— やること —
次の記録から「trace」という文字列を含む行をすべて集め、そのまま書き写してください。

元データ
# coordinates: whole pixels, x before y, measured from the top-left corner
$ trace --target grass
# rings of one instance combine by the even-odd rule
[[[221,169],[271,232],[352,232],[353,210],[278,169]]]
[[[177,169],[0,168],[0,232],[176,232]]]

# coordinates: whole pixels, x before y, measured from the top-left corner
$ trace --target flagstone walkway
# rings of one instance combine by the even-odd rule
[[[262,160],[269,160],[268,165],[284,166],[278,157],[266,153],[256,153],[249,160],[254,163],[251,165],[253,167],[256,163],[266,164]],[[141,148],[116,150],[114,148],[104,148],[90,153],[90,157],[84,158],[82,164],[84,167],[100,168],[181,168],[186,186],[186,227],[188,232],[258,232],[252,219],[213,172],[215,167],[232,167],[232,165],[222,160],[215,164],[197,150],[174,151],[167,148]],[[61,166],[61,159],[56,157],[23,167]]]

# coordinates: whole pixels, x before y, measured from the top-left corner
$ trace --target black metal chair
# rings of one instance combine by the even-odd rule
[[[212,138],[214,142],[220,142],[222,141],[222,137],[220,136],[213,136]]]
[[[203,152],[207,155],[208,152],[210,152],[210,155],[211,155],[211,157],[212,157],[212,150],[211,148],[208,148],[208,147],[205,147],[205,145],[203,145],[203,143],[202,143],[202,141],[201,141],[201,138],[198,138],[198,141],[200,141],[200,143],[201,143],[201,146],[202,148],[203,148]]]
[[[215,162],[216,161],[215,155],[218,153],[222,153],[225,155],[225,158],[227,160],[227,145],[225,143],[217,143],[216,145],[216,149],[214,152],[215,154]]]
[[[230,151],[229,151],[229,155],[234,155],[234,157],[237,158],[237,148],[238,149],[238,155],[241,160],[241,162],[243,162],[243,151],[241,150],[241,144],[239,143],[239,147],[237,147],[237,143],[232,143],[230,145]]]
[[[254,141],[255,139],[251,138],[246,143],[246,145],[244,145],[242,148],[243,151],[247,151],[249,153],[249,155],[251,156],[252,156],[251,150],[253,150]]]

— 回答全文 —
$ trace --target grass
$ trace --target flagstone walkway
$ trace --target black metal chair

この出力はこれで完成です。